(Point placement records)
[Start]

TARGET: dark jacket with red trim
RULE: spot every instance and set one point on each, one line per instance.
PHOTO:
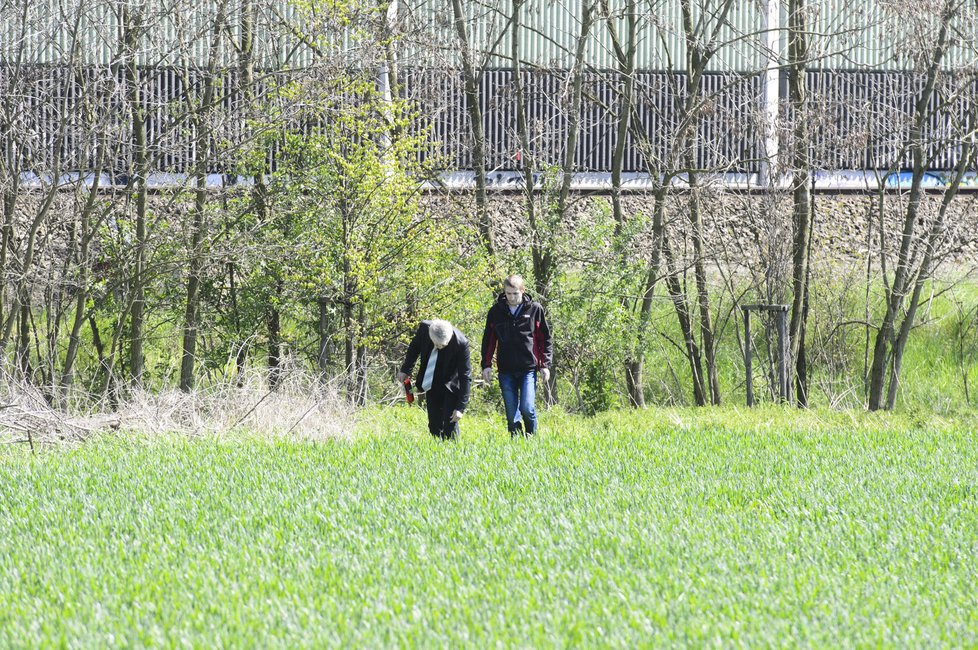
(521, 341)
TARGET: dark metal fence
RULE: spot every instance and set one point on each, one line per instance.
(55, 117)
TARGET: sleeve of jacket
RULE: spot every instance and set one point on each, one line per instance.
(414, 350)
(488, 342)
(546, 341)
(464, 375)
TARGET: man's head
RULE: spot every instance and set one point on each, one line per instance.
(513, 287)
(440, 332)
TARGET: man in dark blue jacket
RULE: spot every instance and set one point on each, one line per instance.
(518, 334)
(445, 376)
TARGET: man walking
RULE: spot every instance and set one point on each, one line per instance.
(446, 374)
(518, 334)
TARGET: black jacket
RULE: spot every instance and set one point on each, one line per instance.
(453, 370)
(523, 340)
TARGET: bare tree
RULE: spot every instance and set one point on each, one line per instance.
(917, 251)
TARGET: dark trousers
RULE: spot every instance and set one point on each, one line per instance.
(440, 405)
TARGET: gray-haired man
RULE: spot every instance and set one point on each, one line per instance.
(445, 376)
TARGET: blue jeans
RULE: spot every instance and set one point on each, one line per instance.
(519, 394)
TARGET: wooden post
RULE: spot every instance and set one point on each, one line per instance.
(748, 358)
(782, 356)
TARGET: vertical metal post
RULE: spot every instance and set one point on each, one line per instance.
(782, 356)
(770, 42)
(748, 359)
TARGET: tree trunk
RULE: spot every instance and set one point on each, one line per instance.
(625, 56)
(883, 349)
(131, 27)
(190, 320)
(801, 199)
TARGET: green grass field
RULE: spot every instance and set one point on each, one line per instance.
(670, 527)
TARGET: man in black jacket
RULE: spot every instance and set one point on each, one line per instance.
(518, 334)
(445, 376)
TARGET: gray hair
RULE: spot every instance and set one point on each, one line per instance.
(440, 331)
(515, 282)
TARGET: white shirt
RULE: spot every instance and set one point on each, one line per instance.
(429, 373)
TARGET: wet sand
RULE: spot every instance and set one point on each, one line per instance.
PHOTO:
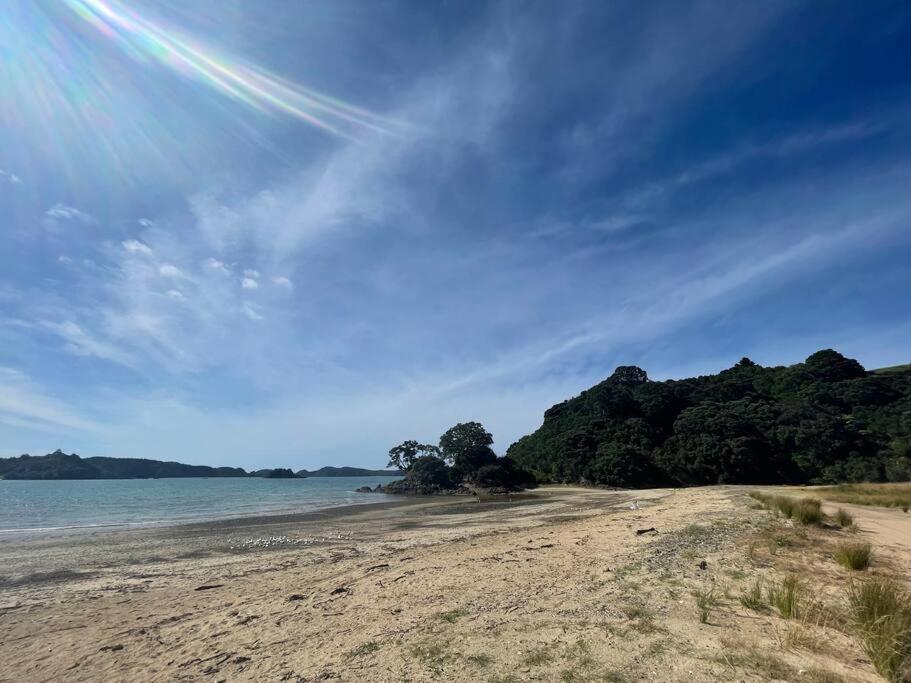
(554, 585)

[End]

GIVEN REQUEST – Rewrite the records above with each "set one point on each" swapped for "place a single point on each", changing nothing else. Leave the pictures out.

EXERCISE SOLUTION –
TARGET: dark jacket with red trim
RULE: spot every instance and place a single point on each, one line per instance.
PHOTO:
(521, 341)
TARGET: dark metal fence
RULE: spot every instance and place a single point on each, one line per instance.
(55, 117)
TARGET: sleeve of jacket
RULE: spot every instance and place a single point on each, one line per instance.
(414, 350)
(488, 342)
(546, 341)
(464, 375)
TARGET: man's head
RULE: spot every instance and place a single point on each, one line per instance.
(513, 287)
(440, 332)
TARGET: man in dark blue jacket
RULE: spot every instance and place a single point on each, one line per instance.
(518, 334)
(445, 376)
TARGET: man walking
RULE: spot every instance and place a single point on each, one line per instance.
(446, 374)
(518, 334)
TARGET: black jacket
RULE: spot every instance and place a single point on each, one line per instance.
(453, 370)
(523, 340)
TARGET: bare tree
RULE: spot every instance and place a single point on each, one line per instance.
(917, 251)
TARGET: dark trousers
RULE: spot every instance and place a single point on each, one line per instance.
(440, 405)
TARGET: gray-haired man
RULE: spot every instance and place a single point on each, one line per instance.
(445, 376)
TARGET: blue jeans
RULE: spot every instance and place a single point on each, one line per instance.
(519, 394)
TARGET: wooden post
RULE: spot every instance and place a single point on each, one line per instance.
(748, 358)
(782, 356)
TARGET: vertical metal post
RULE: spot every instance and place a single point on each, one line per instance.
(782, 356)
(770, 42)
(748, 359)
TARGET: tree trunk
RULE: spot every instance and place a single point on each, one line per instance.
(625, 56)
(883, 349)
(131, 27)
(190, 320)
(801, 199)
TARGET: green grass field
RULE: spot every instance and place a single point on each, one line per instance.
(670, 527)
TARGET: man in black jacket
RULE: spot every instance and place a single point on each, one line per instance.
(518, 334)
(445, 376)
TARGET: gray hair
RULE: spot every instance and place a single point on each, one line per instance.
(440, 331)
(515, 282)
TARGET: white shirt
RULE: spot every instance and place a single point on each, one line per instance.
(429, 373)
TARGET: wet sand
RULE: spot every instance and place a single point on each, one line per instance.
PHOTO:
(554, 585)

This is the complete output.